**Entries supplied**
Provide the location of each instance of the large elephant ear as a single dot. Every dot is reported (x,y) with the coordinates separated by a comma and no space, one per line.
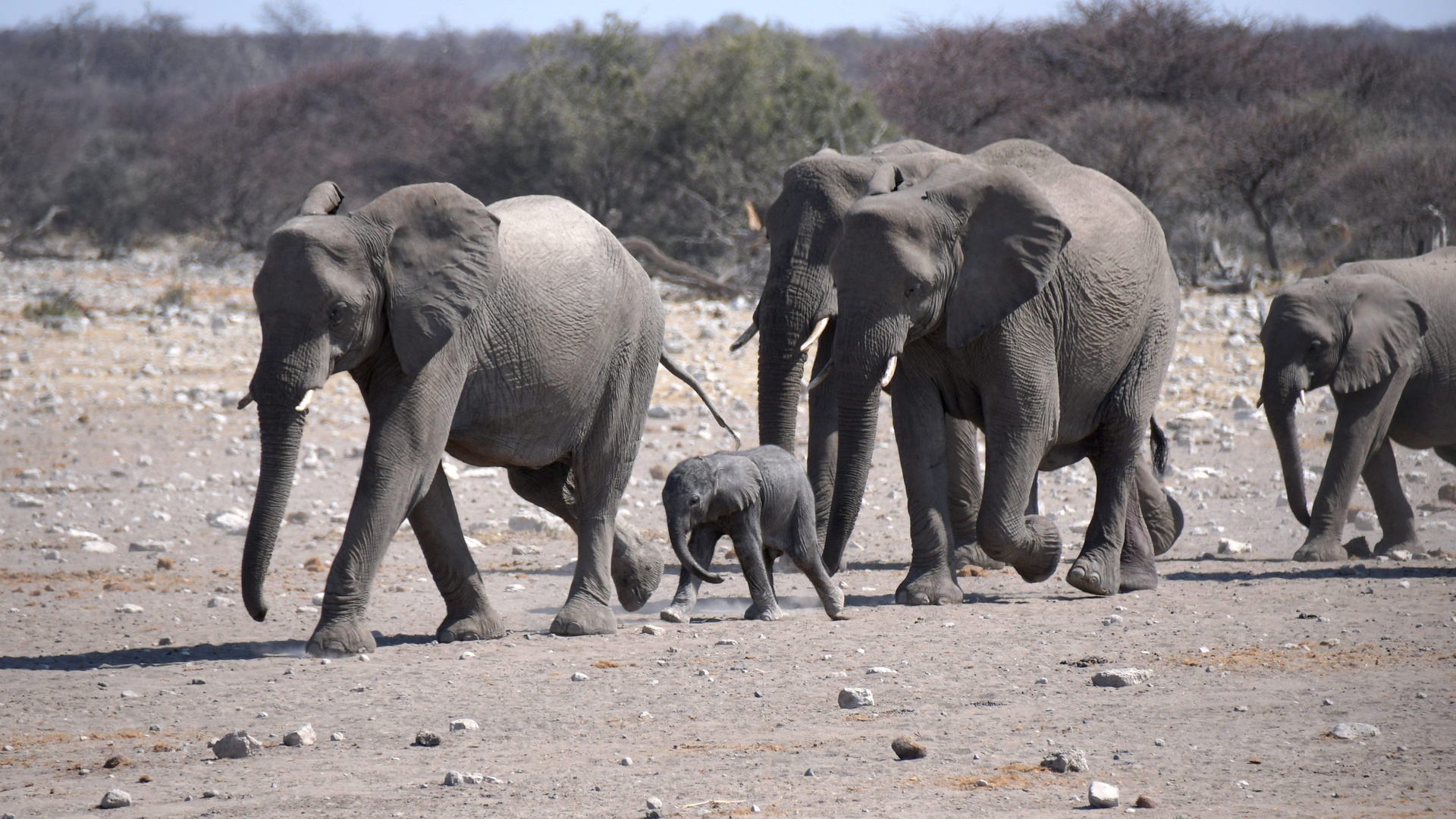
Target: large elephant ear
(1386,322)
(443,261)
(324,200)
(1011,245)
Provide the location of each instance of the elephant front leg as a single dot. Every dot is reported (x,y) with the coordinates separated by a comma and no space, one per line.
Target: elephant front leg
(437,525)
(921,439)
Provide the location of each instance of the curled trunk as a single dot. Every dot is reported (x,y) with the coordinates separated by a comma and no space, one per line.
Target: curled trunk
(1286,438)
(280,428)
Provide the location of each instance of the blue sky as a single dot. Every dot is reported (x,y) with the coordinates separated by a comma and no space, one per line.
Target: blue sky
(807,15)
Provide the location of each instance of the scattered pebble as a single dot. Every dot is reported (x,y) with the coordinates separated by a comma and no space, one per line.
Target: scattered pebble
(1101,795)
(906,748)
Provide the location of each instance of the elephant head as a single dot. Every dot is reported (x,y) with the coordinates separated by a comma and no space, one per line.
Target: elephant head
(957,254)
(394,280)
(1348,331)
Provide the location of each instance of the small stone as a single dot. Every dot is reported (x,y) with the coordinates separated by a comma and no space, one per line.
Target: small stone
(1354,730)
(1231,547)
(237,745)
(1122,678)
(1101,795)
(1072,760)
(906,748)
(302,735)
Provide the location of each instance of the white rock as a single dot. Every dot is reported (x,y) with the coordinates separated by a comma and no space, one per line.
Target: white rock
(1231,547)
(1122,678)
(1101,795)
(237,745)
(1354,730)
(302,735)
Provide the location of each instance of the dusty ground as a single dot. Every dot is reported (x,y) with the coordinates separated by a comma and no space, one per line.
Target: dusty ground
(127,433)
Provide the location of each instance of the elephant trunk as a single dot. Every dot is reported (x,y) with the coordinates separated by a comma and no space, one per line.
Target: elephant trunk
(280,428)
(1286,438)
(679,534)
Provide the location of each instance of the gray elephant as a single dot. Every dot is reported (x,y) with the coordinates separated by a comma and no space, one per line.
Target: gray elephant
(1382,334)
(1037,303)
(519,335)
(800,306)
(761,499)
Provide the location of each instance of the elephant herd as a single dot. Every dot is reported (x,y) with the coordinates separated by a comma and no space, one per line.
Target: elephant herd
(1006,290)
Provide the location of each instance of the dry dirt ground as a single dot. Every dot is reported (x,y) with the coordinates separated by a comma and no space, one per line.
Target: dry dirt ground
(124,431)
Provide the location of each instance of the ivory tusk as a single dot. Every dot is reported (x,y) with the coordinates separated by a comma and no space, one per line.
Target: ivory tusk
(746,337)
(814,335)
(821,375)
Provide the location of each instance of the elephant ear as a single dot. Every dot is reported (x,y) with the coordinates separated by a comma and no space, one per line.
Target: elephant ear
(1386,322)
(443,261)
(1011,242)
(324,200)
(737,484)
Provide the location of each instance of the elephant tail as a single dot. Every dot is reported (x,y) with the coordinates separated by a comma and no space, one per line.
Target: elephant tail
(683,376)
(1159,445)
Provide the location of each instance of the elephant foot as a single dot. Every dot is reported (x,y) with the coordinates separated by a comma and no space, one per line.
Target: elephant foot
(1097,570)
(341,639)
(481,624)
(1041,560)
(637,567)
(582,615)
(1329,548)
(770,613)
(973,554)
(928,588)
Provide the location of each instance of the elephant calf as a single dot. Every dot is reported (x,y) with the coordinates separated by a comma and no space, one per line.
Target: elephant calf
(761,499)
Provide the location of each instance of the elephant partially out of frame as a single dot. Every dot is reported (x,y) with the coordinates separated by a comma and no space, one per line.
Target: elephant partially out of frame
(519,335)
(1382,335)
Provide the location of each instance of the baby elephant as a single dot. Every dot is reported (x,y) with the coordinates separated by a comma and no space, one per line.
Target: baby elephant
(761,499)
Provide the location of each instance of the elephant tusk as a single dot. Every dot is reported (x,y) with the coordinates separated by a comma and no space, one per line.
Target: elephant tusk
(819,378)
(890,372)
(814,335)
(747,334)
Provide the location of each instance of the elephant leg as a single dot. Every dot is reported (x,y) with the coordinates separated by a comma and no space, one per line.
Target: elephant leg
(963,475)
(1098,569)
(701,544)
(1136,567)
(1360,431)
(1161,512)
(437,525)
(1382,477)
(921,438)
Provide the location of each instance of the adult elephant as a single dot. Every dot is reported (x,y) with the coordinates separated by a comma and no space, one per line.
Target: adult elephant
(1382,334)
(519,335)
(800,308)
(1038,305)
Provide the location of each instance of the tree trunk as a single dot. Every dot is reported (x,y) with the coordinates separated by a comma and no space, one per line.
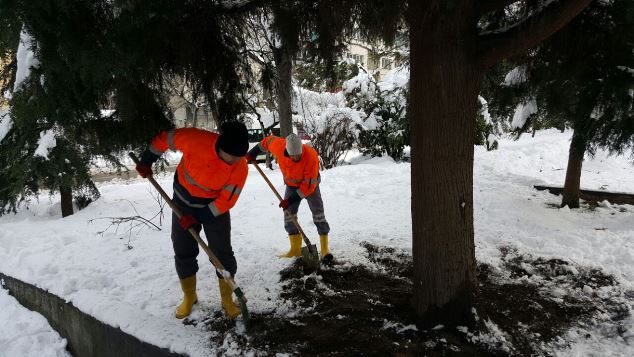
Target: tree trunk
(573,172)
(444,85)
(66,194)
(194,116)
(284,64)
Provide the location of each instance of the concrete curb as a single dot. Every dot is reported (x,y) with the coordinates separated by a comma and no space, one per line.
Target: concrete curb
(86,335)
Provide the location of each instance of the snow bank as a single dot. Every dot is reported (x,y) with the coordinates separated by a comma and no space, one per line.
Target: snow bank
(26,333)
(137,289)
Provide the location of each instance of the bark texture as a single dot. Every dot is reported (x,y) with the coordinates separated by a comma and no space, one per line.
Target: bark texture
(572,185)
(66,194)
(444,85)
(284,66)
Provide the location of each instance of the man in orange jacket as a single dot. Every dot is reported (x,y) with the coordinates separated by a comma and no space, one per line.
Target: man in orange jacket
(207,184)
(299,164)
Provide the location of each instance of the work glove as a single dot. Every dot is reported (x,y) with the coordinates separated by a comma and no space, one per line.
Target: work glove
(144,170)
(284,204)
(293,198)
(187,221)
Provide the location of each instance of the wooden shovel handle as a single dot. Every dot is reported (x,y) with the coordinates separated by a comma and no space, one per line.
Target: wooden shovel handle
(214,260)
(279,197)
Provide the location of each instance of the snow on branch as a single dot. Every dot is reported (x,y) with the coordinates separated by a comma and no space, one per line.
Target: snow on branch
(485,6)
(498,45)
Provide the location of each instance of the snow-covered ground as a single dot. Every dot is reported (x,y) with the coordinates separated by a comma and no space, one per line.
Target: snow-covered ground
(137,289)
(25,333)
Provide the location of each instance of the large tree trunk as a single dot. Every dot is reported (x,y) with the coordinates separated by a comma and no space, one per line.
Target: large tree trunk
(66,194)
(573,172)
(444,85)
(284,64)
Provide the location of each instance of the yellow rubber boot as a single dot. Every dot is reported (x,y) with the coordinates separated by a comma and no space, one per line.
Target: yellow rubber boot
(188,285)
(323,242)
(296,247)
(228,305)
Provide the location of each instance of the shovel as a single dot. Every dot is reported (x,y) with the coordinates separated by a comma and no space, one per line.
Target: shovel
(242,300)
(309,252)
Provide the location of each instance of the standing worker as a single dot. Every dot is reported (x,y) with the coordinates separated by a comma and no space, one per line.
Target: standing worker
(299,164)
(207,184)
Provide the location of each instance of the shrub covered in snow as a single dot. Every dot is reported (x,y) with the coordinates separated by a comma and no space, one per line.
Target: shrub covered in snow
(331,126)
(385,128)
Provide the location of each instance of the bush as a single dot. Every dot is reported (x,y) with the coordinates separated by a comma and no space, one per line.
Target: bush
(386,129)
(332,134)
(319,77)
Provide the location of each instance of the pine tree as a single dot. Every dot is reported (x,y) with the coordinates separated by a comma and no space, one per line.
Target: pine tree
(97,55)
(452,43)
(583,78)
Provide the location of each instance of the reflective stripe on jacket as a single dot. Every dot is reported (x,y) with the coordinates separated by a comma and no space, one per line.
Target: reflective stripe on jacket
(201,172)
(303,174)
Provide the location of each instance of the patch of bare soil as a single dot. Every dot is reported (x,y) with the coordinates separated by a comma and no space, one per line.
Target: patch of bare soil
(521,308)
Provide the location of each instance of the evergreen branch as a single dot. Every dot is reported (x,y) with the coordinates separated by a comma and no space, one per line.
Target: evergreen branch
(486,6)
(498,45)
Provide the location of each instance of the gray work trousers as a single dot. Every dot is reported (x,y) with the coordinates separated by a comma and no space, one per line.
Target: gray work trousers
(218,234)
(316,205)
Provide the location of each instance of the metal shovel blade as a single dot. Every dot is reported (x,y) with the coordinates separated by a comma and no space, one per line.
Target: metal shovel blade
(242,301)
(310,257)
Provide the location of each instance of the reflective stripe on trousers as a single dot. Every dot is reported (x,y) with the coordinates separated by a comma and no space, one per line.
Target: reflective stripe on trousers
(316,205)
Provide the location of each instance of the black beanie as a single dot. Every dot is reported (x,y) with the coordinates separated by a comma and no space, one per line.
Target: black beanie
(234,139)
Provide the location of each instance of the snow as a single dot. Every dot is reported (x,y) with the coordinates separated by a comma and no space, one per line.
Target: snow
(46,142)
(522,112)
(26,333)
(368,200)
(516,76)
(396,78)
(6,123)
(26,59)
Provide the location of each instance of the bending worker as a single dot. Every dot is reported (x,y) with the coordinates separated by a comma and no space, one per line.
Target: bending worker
(299,164)
(207,184)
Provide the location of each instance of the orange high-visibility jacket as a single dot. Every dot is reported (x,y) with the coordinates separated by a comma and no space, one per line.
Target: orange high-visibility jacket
(201,172)
(303,174)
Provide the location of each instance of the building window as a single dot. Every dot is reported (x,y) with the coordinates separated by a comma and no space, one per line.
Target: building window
(386,63)
(358,59)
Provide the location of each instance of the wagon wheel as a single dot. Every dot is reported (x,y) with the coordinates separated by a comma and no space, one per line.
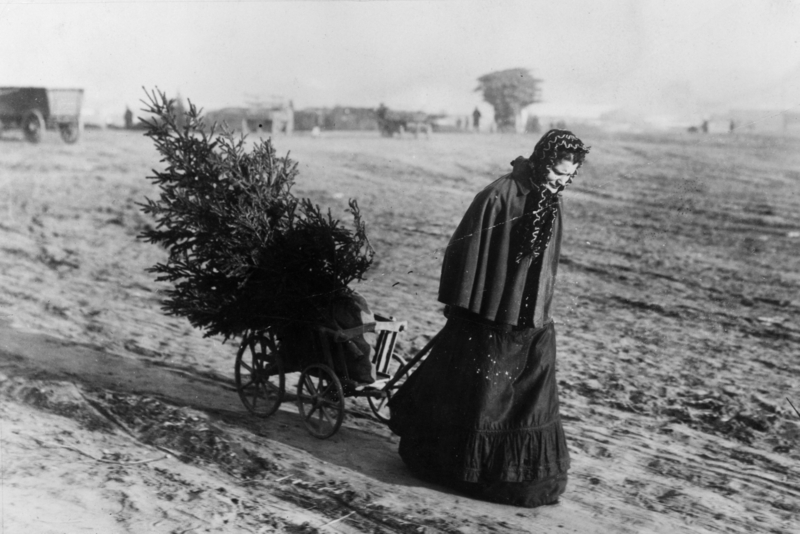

**Task prompt**
Reproduce the part of the data that opens with the line containing "on trousers as" and runs through the end of the data, with every line of text kept and each coordinate in the answers shifted by adding -50. Leave the pictures out of your answer.

**Reply**
Provide the location of each instance of the reflective stripe on trousers as a single dot. Every dot is reported (x,y) with the coordinates separated by a comma and no space, one per line.
Target: reflective stripe on trousers
(266,155)
Provide the location of each instance of the black beanie as a single dot. Every dot is reported (x,y) with the coordinates separated by a comma and no space, one per line.
Target: black beanie
(184,89)
Provide the location of each instance of the snow as a single dot. Every dot is reported (x,y) with the coordinates separated by a comma and no space, one per line.
Target: snow
(-4,92)
(472,62)
(-24,283)
(318,150)
(466,26)
(346,28)
(-44,73)
(-24,9)
Provide the location of each instance of the bending worker as a single dot. Every dot is reported (x,y) with the coordinates separated by a comma and no space, one per line.
Target: bending worker
(249,114)
(157,134)
Provide the location of each instance of the orange high-visibility jacket as a single dot. Every dot is reported (x,y) with the coordinates separated by a comma and no space, one per line.
Target: orange high-visibility jacket
(151,122)
(253,124)
Provide the location of each instance of the building window as a single dot. Every dot is reported (x,y) with the coordinates separated by a comma and no space, one per line.
Target: building window
(336,13)
(308,9)
Provide the location of each instance of the wagon wheel as a single dot. Every dot is reported (x,y) with the coordinates separated by a comma and no space, one per line.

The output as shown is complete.